WORK INSTRUCTION 1: According to the BPA lawsuit article, what failure by the Bonneville Power Administration led to the November lawsuits? Answer in one to three sentences.
WORK INSTRUCTION 2: Duplicate the part of the BPA lawsuit article that begins at the words "Lawsuits were brought" and stops after the words "nonaligned intervenor status.".

GIVEN TEXT:
━━━━━━━━━━
'Equitable Treatment' Lawsuit Against BPA Draws Crowdby Barry Espenson
Columbia Basin Bulletin - January 25, 2002
The state of Oregon is among the list of official participants in lawsuits filed in November accusing the Bonneville Power Administration of failing to give fish and wildlife "equitable treatment" in planning federal Columbia-Snake river hydrosystem operations.
Lawsuits were brought by a coalition of fishing and conservation groups and by the Nez Perce Tribe and Confederated Tribes of the Umatilla Indian Reservation. Oregon, the Shoshone-Bannock Tribes and the Warm Springs Tribe have since sought and been granted status to intervene on behalf of the petitioners in the lawsuit filed by the Nez Perce and Umatilla tribes. In that same lawsuit, the Public Power Council was granted intervenor status on behalf of BPA and the Pacific Northwest Generating Cooperative and its members gained nonaligned intervenor status.
━━━━━━━━━━
THE DATA:
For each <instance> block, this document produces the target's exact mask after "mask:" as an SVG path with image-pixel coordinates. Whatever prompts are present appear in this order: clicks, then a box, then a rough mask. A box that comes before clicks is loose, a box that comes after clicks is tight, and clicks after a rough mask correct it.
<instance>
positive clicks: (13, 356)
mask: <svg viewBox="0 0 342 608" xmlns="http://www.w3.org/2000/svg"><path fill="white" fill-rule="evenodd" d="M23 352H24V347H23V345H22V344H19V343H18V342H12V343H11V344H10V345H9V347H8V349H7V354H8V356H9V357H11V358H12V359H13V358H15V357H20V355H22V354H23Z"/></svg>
━━━━━━━━━━
OUTPUT 1: The lawsuits accuse the Bonneville Power Administration of failing to give fish and wildlife "equitable treatment" in planning federal Columbia-Snake river hydrosystem operations.

OUTPUT 2:
Lawsuits were brought by a coalition of fishing and conservation groups and by the Nez Perce Tribe and Confederated Tribes of the Umatilla Indian Reservation. Oregon, the Shoshone-Bannock Tribes and the Warm Springs Tribe have since sought and been granted status to intervene on behalf of the petitioners in the lawsuit filed by the Nez Perce and Umatilla tribes. In that same lawsuit, the Public Power Council was granted intervenor status on behalf of BPA and the Pacific Northwest Generating Cooperative and its members gained nonaligned intervenor status.